▶ [Task details]: Copy out the article on the San Francisco trans march word for word, in full.

Thousands of trans persons and their allies gathered in Dolores Park for a rally celebrating the gains made by the trans community and the need to continue the struggle for liberation and freedom.
This year’s march honored Vicki Marlane, who was a pioneering transgender performer and fixture in the Tenderloin drag performance scene. Marlane was a role model to transgender women from the 1960s to 2000s. Marlane died in 2011 of AIDS-related causes. The trans community carried out a campaign to have a street named after her, which was unveiled at the end of the march. Marlane became the first transgender person in San Francisco to have a street named in her honor.
The trans march left Dolores Park and marched to the Compton’s Cafeteria in the Tenderlion neighborhood, the site of a rebellion by transgender people in August of 1966 against police repression. The San Francisco police routinely arrested the drag queens and other transgender people in Compton’s for wearing makeup or not conforming to the narrow definitions of gender of that time.
On that August night, instead of getting to the arrest wagon, the trans community rebelled against police brutality, using salt and pepper shakers among other things to repel the police. When the rebellion was over, one cop car was destroyed. In spite of the arrests that accompanied the rebellion, the united action of the community changed how trans people viewed themselves.
At the rally in Dolores park, transgender people explained the importance of united action. Nic, a genderqueer person said, “This is an important day to be with my people. On an everyday basis you are not around this many transgender, gender non-conformists…nobody is asking me ‘who I am, what I am, why am not this?’ Everybody is accepting for whoever you are.”

▶ [Records provided]:
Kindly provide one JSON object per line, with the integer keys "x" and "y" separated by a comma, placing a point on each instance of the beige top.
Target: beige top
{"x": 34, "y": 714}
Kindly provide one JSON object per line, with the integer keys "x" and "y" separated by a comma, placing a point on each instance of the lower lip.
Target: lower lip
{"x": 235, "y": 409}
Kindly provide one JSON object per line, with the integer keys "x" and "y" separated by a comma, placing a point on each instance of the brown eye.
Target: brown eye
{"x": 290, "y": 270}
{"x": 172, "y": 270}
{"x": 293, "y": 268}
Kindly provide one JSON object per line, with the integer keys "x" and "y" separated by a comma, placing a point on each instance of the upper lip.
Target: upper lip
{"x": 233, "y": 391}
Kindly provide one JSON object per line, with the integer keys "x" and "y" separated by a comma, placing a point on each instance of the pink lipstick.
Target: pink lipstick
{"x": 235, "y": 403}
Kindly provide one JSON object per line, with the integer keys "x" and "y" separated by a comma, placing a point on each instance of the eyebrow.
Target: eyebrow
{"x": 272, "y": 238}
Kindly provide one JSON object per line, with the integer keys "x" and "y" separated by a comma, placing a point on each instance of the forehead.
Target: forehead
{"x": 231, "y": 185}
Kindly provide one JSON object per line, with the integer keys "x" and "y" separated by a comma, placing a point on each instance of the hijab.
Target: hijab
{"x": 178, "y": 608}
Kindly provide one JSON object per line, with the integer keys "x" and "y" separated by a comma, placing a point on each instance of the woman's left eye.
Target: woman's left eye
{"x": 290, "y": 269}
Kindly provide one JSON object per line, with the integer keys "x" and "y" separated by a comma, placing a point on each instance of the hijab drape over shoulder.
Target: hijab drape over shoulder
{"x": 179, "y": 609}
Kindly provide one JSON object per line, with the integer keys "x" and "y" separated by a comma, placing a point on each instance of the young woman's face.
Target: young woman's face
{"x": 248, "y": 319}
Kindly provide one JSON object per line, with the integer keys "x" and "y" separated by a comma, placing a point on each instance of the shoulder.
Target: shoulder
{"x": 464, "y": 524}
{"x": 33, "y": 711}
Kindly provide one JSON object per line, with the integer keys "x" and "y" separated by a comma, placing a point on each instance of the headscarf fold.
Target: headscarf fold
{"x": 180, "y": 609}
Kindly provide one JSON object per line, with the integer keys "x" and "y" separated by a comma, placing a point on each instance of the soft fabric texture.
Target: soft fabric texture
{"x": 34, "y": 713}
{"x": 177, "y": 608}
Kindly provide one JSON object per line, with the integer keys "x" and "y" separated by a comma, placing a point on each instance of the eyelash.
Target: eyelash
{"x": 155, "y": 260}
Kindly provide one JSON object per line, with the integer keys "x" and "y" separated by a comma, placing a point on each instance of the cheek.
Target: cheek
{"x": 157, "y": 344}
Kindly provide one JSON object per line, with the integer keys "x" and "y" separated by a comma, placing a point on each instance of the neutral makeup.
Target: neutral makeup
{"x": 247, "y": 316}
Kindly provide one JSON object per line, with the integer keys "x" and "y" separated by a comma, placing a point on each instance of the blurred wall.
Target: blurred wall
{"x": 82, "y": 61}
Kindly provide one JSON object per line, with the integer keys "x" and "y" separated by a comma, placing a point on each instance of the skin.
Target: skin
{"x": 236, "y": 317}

▶ [Response for this exercise]:
Thousands of trans persons and their allies gathered in Dolores Park for a rally celebrating the gains made by the trans community and the need to continue the struggle for liberation and freedom.
This year’s march honored Vicki Marlane, who was a pioneering transgender performer and fixture in the Tenderloin drag performance scene. Marlane was a role model to transgender women from the 1960s to 2000s. Marlane died in 2011 of AIDS-related causes. The trans community carried out a campaign to have a street named after her, which was unveiled at the end of the march. Marlane became the first transgender person in San Francisco to have a street named in her honor.
The trans march left Dolores Park and marched to the Compton’s Cafeteria in the Tenderlion neighborhood, the site of a rebellion by transgender people in August of 1966 against police repression. The San Francisco police routinely arrested the drag queens and other transgender people in Compton’s for wearing makeup or not conforming to the narrow definitions of gender of that time.
On that August night, instead of getting to the arrest wagon, the trans community rebelled against police brutality, using salt and pepper shakers among other things to repel the police. When the rebellion was over, one cop car was destroyed. In spite of the arrests that accompanied the rebellion, the united action of the community changed how trans people viewed themselves.
At the rally in Dolores park, transgender people explained the importance of united action. Nic, a genderqueer person said, “This is an important day to be with my people. On an everyday basis you are not around this many transgender, gender non-conformists…nobody is asking me ‘who I am, what I am, why am not this?’ Everybody is accepting for whoever you are.”